SELECTED EXCERPT >>
Studio album by Kenny Rogers
- Released: January 2, 1996
- Recorded: 1995
- Studio: Creative Recording and Seventeen Grand Recording (Nashville, Tennessee); Candock Recording Studio (Myrtle Beach, South Carolina);
- Genre: Country
- Length: 54:19 (Disc 1) 51:05 (Disc 2) 1:45:24 (Total)
- Label: QvC
- Producer: Jim McKell; Bergen White;

= Vote for Love =

Vote for Love is a 1996 album by Kenny Rogers released exclusively for sale on QVC. It was later made available in retail stores under the title Always & Forever.

== Track listing ==

=== Disc 1 ===
1. "Have I Told You Lately" (Van Morrison) [4:55]
  - (previously released by Van Morrison on the 1989 album Avalon Sunset)
2. "As Time Goes By" (Herman Hupfeld) [2:51]
  - (previously recorded by Rudy Vallee in 1931 and re-released in 1943)
  - (used by Dooley Wilson in the 1942 film Casablanca)
3. "Endless Love" (Lionel Richie) [3:50]
  - (previously recorded by Lionel Richie and Diana Ross on the 1981 album Endless Love: The Original Motion Picture Soundtrack)
4. "Unforgettable" (Irving Gordon) [3:21]
  - (previously recorded by Nat King Cole on the 1951 album Penthouse Serenade)
5. "I Only Have Eyes for You" (Harry Warren, Al Dubin) [4:21]
  - (previously recorded by The Flamingos on the 1959 album Flamingo Serenade)
  - (originally written for the 1934 film Dames)
6. "Evergreen" (Barbra Streisand, Paul Williams) [3:35]
  - (previously recorded by Barbra Streisand on the 1976 soundtrack A Star Is Born)
7. "Misty" (Johnny Burke, Erroll Garner) [3:18]
  - (previously recorded by Johnny Mathis on the 1959 album Heavenly)
  - (previously recorded by Ray Stevens on the 1975 album Misty)
8. "She Believes in Me" (Steve Gibb) [4:19]
  - (from the 1978 album The Gambler)
9. "Always" (Irving Berlin) [2:37]
  - (written in 1925, previously used in the 1942 film The Pride of the Yankees)
  - (covered by many artists including Frank Sinatra and Patsy Cline)
10. "When I Fall in Love" (Edward Heyman, Victor Young) [3:25]
  - (previously recorded by Doris Day in the 1952 film One Minute to Zero)

SUPPLIED DATA >>
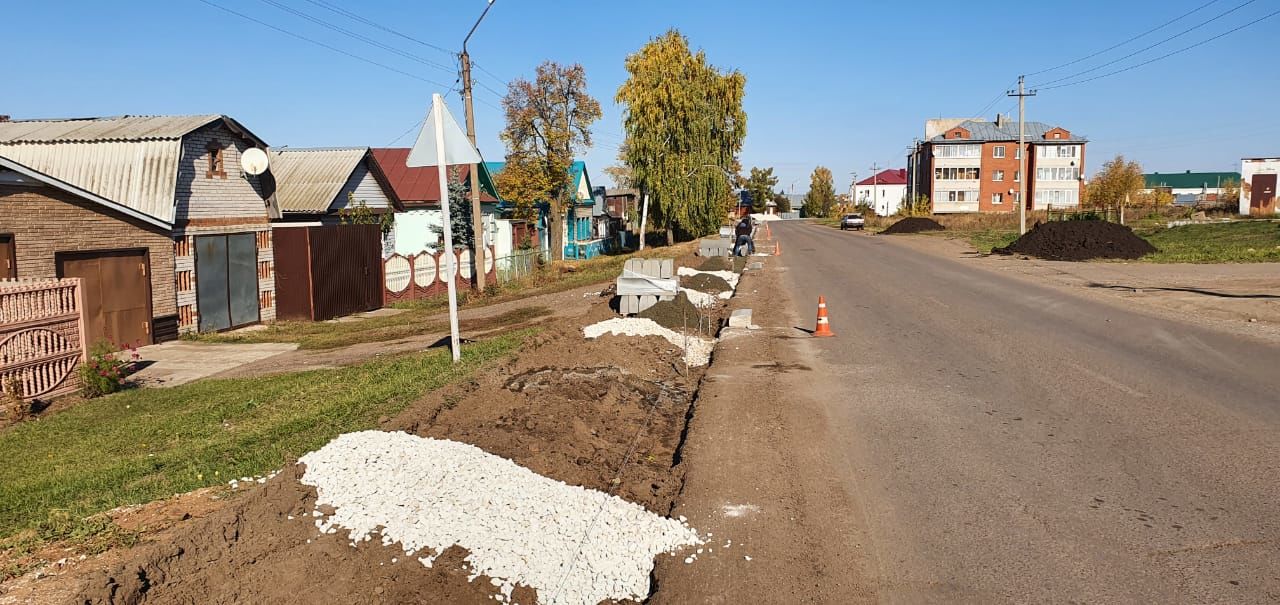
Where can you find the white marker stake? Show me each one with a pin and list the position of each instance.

EXERCISES TO COMPLETE >>
[1] According to the page on the Kenny Rogers album Vote for Love, what title was used when the album later went on sale in retail stores?
[2] Name every recording studio that the Vote for Love album page lists for the album.

SOLUTIONS TO EACH TASK >>
[1] Always & Forever

[2] Creative Recording, Seventeen Grand Recording, Candock Recording Studio